• [Task details] Lines below that include the word "positive" should each be copied.

.....

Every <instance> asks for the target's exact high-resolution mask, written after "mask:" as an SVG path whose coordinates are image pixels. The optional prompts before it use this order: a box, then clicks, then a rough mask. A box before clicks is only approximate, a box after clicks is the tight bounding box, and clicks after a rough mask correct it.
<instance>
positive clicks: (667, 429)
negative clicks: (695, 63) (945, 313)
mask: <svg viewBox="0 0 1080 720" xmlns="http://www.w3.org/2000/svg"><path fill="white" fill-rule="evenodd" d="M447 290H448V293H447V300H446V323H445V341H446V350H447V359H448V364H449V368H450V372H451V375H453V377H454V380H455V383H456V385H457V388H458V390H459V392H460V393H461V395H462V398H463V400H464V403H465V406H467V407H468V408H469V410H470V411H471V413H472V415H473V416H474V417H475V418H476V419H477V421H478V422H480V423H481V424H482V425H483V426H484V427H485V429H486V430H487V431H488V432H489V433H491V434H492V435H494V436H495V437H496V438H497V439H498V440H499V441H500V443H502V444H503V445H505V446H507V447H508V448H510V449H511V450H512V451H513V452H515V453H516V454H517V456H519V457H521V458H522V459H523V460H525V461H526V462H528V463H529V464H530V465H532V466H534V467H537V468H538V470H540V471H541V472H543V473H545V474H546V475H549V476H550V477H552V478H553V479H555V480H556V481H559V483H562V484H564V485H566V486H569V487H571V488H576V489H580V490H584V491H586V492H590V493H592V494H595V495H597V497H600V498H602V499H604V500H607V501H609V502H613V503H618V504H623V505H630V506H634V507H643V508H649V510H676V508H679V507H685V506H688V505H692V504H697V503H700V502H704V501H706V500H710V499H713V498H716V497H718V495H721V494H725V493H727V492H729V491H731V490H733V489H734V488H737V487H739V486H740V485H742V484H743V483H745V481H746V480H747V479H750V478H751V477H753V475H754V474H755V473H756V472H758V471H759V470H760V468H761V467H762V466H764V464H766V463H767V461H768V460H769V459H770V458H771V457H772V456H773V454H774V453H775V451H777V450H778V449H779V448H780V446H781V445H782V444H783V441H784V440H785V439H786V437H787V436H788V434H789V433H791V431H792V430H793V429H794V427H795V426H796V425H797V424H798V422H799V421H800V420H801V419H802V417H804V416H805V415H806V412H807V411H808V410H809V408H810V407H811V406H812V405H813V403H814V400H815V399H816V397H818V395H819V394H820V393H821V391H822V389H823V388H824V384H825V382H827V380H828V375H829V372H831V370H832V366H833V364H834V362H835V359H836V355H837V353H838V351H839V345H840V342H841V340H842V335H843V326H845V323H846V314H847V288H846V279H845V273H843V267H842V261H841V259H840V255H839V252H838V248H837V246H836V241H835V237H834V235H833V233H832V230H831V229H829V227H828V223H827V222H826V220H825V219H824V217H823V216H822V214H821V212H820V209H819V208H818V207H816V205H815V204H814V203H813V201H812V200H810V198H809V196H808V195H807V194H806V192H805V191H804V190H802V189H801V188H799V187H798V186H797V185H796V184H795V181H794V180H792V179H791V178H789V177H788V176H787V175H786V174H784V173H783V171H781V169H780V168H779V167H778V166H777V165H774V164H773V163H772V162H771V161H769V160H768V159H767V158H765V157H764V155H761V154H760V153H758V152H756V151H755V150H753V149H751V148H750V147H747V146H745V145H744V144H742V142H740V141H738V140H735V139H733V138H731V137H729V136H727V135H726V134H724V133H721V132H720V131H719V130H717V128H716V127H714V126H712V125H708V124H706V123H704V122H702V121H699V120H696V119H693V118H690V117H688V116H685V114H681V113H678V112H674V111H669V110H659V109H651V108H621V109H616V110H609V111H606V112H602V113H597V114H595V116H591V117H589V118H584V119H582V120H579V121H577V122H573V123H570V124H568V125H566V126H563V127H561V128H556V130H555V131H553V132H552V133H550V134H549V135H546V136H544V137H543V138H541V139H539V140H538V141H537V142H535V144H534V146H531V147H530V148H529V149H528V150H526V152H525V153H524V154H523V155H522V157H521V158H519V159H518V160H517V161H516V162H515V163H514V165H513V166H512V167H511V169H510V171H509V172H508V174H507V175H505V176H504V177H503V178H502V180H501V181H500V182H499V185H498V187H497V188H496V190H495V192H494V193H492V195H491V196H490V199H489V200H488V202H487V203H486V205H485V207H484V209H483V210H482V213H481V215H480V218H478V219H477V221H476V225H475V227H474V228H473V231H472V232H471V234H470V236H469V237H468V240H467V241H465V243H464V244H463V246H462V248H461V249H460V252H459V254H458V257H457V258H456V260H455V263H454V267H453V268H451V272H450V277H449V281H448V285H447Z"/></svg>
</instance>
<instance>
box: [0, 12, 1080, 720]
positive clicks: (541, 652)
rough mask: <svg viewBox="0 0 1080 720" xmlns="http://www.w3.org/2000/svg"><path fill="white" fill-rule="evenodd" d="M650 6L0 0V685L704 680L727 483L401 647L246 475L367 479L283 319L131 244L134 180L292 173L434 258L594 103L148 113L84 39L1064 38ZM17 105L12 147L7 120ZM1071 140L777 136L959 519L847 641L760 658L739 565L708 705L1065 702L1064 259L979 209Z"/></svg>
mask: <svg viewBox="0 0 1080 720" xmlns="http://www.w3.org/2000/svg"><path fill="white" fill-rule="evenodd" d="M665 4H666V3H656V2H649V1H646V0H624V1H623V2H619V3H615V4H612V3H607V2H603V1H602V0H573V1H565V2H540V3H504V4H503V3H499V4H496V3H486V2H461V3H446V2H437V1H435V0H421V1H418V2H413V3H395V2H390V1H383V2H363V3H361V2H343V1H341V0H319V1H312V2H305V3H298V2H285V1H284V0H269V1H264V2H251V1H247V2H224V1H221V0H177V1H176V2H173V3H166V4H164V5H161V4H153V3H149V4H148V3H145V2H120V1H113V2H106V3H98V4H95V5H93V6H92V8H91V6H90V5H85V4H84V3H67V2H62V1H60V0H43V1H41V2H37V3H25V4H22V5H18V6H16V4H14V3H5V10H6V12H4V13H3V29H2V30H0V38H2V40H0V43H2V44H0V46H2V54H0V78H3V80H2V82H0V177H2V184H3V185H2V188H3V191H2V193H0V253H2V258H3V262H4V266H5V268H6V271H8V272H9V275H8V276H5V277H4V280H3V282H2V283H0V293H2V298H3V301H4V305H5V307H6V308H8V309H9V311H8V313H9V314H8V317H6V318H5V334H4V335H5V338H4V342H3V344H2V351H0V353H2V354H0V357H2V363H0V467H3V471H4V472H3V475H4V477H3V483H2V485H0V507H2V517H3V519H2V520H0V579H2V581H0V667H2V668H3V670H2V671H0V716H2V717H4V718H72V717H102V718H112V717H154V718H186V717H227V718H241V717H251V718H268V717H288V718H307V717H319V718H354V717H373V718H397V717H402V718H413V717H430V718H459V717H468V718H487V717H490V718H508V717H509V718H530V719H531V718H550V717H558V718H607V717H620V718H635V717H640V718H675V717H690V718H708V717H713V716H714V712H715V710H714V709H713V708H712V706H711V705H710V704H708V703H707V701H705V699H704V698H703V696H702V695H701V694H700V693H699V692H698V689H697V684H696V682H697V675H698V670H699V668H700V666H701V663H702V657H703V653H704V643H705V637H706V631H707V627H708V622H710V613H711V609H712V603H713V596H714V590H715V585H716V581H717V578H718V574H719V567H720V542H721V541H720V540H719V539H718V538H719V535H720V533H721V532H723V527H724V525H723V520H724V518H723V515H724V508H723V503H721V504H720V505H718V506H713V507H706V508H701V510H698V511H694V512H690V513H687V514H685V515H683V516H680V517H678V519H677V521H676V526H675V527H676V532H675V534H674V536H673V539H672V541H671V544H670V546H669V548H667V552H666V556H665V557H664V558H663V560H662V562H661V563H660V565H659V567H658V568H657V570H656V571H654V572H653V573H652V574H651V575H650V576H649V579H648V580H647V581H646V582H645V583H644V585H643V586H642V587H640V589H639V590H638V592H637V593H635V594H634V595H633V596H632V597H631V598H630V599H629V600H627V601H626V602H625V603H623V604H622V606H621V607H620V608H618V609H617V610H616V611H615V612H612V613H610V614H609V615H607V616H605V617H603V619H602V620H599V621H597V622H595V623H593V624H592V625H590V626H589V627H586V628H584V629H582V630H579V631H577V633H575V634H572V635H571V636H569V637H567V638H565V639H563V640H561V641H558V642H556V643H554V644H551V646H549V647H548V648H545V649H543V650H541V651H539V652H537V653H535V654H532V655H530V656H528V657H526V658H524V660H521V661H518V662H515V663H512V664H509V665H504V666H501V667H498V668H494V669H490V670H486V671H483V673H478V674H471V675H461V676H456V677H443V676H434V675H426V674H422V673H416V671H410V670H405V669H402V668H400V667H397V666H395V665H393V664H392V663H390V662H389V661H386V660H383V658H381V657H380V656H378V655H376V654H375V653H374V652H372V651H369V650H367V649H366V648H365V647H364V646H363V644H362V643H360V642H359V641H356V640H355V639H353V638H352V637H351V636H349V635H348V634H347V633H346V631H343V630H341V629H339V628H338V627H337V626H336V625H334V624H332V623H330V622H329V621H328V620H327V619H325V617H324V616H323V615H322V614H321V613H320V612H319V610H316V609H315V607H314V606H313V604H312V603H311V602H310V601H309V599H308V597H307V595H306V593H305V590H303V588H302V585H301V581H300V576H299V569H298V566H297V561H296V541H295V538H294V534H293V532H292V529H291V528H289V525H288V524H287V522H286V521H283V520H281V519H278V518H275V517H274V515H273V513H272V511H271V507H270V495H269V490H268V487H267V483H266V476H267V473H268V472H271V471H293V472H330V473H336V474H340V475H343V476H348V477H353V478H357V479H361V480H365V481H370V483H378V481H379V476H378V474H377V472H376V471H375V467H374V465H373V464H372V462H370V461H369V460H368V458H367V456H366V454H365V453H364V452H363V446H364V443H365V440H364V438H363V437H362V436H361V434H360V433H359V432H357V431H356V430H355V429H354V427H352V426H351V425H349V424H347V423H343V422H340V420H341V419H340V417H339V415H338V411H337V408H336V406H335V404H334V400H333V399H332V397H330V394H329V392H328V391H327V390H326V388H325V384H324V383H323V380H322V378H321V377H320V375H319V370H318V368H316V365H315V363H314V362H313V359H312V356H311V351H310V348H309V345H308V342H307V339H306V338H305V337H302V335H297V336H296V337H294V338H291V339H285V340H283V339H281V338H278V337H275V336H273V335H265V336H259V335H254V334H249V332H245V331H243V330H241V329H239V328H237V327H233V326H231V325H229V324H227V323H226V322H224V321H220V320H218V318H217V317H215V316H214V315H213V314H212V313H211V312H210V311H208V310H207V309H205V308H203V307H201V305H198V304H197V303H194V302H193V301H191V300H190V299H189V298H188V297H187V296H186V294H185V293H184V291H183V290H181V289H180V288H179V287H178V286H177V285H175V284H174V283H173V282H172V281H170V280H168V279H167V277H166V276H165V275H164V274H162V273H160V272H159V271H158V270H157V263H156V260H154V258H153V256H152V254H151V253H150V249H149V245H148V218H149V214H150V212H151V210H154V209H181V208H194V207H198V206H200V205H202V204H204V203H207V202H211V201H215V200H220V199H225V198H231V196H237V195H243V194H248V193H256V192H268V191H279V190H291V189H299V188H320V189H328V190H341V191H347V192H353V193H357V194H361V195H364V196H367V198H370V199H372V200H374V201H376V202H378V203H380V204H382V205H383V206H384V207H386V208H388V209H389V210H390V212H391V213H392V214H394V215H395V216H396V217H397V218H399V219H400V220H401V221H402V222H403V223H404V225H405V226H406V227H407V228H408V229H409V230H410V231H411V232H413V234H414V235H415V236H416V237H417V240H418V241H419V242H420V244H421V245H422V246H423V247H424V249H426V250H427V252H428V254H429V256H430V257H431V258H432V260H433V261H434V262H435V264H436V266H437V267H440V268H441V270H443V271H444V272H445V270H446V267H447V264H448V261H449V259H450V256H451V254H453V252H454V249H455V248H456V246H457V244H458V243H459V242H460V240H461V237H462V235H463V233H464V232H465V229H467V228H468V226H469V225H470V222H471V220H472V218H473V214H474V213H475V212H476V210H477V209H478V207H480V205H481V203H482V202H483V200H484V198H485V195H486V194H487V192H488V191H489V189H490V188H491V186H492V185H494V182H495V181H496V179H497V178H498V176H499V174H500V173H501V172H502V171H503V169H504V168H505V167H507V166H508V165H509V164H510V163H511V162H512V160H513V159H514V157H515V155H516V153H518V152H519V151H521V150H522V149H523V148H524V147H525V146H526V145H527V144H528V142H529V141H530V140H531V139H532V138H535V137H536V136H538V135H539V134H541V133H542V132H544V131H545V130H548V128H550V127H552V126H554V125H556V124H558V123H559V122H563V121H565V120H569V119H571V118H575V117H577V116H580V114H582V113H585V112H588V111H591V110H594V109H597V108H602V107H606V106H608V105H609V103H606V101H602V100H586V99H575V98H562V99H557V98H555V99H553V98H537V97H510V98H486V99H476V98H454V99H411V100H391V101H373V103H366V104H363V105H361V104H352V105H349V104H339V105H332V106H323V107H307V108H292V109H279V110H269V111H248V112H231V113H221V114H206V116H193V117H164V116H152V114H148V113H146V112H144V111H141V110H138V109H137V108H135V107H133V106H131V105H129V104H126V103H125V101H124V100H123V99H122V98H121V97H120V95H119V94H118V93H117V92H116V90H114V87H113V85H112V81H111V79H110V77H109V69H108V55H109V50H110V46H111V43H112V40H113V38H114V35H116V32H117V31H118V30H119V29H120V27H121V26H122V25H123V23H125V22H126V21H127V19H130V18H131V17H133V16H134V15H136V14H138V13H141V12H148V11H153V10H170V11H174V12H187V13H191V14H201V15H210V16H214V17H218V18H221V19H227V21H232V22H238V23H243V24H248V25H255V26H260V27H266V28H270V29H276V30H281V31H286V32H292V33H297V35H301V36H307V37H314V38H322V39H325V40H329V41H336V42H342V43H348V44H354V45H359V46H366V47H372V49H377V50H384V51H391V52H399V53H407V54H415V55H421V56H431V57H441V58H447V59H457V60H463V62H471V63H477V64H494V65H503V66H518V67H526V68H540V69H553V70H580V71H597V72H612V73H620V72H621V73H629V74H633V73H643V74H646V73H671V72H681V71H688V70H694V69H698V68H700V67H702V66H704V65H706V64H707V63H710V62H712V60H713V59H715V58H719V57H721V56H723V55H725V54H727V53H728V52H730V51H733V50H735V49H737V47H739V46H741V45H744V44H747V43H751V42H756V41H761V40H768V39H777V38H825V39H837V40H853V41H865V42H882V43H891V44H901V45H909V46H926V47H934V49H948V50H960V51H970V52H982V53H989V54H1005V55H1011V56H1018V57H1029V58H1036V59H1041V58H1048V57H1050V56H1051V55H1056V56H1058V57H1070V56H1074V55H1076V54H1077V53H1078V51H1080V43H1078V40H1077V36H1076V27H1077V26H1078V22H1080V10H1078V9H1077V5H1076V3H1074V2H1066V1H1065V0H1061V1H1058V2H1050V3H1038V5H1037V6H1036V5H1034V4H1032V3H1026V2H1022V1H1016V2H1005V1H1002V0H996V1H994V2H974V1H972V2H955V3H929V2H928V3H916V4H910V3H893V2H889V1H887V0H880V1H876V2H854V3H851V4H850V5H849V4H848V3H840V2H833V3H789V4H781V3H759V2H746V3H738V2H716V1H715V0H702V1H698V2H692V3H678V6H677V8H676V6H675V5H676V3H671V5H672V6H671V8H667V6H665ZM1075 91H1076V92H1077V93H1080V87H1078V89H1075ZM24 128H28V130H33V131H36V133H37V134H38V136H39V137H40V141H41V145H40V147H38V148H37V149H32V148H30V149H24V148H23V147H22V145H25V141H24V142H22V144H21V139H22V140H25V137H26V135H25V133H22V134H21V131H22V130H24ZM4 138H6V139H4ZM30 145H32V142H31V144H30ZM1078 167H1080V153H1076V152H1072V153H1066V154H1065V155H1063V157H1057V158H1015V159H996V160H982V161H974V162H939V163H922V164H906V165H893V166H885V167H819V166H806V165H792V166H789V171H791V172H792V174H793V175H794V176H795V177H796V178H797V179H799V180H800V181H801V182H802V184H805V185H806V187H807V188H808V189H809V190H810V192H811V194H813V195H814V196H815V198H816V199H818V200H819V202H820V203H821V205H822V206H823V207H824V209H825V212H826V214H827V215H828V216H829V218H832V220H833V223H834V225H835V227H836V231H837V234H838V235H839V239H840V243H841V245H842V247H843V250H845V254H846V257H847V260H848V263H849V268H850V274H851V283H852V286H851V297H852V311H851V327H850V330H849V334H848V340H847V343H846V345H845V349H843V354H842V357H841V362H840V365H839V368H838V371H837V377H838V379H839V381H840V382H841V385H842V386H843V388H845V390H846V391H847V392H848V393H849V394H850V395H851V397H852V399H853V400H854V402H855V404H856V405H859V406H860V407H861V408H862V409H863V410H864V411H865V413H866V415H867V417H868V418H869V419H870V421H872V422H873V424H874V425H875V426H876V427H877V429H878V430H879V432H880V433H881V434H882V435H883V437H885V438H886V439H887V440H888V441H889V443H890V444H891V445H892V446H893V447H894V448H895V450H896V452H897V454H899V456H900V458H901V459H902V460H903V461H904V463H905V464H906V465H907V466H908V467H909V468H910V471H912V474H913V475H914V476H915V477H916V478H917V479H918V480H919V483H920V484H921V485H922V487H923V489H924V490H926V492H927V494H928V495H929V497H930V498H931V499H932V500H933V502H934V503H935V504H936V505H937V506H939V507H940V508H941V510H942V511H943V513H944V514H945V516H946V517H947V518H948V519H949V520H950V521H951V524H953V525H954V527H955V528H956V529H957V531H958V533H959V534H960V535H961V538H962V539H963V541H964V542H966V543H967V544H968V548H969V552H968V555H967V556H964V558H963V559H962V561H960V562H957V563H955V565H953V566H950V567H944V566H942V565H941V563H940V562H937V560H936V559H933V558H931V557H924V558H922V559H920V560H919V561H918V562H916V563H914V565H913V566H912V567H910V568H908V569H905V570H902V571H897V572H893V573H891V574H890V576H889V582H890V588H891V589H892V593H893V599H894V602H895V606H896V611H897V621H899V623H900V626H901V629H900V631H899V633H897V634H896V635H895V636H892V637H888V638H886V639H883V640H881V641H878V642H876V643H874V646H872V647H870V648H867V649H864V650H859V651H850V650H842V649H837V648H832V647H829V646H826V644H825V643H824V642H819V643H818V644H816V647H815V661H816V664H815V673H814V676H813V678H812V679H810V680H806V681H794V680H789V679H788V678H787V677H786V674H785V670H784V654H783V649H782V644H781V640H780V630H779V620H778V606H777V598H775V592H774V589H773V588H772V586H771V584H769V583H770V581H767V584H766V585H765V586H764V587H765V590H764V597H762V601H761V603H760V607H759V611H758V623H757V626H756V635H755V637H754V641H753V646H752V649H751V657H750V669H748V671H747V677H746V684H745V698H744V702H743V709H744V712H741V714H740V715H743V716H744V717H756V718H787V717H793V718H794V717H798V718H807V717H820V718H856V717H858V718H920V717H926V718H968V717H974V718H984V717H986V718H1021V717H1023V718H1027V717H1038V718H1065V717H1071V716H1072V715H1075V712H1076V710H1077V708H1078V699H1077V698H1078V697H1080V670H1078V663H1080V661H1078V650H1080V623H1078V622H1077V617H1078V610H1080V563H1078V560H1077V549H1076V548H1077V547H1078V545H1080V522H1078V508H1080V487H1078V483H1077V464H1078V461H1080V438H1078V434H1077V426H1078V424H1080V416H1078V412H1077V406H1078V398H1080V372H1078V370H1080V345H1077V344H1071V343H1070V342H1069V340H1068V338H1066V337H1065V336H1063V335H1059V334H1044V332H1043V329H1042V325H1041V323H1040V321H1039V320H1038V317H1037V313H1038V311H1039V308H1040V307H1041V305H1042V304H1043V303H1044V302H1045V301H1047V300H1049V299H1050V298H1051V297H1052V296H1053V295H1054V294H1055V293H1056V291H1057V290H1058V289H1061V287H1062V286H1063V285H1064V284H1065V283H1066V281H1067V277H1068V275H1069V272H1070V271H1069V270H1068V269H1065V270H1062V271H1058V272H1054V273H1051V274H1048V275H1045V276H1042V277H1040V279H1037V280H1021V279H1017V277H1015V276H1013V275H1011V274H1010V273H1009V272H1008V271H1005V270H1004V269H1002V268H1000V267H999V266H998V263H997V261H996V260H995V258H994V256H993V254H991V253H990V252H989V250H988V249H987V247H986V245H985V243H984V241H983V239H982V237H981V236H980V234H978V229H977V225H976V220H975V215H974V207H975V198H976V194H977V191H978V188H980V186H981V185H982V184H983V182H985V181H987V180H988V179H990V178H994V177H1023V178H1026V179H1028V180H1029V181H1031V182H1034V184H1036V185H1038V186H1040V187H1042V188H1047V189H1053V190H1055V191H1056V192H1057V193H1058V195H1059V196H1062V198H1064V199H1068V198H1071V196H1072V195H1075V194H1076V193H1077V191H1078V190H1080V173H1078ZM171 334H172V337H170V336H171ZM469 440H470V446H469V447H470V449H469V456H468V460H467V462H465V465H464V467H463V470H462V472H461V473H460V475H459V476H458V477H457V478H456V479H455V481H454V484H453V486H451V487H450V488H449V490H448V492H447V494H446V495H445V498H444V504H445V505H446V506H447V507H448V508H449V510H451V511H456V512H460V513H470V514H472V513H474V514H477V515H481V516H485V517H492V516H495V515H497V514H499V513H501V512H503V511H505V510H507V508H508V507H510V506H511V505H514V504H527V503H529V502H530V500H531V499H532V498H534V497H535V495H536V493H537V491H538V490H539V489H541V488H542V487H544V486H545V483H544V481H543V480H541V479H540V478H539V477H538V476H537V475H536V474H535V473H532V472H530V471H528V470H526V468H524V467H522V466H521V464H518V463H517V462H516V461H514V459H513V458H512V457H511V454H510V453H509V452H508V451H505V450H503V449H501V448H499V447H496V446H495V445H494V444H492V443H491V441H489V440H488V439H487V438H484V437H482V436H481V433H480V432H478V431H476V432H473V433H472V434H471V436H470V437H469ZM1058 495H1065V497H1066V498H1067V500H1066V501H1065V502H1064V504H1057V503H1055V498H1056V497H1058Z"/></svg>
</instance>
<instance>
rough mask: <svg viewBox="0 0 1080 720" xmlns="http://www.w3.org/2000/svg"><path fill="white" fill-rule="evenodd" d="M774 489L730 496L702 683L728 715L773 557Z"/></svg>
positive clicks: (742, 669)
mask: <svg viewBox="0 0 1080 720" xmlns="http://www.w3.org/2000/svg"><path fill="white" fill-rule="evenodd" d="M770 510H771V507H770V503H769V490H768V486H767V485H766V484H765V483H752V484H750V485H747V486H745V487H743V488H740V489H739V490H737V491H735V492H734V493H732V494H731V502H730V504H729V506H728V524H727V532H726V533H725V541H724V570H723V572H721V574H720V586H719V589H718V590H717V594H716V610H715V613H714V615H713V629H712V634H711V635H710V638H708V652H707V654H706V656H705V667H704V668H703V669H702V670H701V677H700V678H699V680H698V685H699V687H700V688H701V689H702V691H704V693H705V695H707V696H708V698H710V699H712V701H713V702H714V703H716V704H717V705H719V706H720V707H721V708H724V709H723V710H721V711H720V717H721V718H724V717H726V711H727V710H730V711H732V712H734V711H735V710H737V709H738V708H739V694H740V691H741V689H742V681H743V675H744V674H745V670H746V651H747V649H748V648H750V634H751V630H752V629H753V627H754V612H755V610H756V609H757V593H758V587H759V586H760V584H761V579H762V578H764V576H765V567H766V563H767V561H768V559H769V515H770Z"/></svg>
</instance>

.....

• [Written solution]
positive clicks: (667, 429)
positive clicks: (541, 652)
positive clicks: (742, 669)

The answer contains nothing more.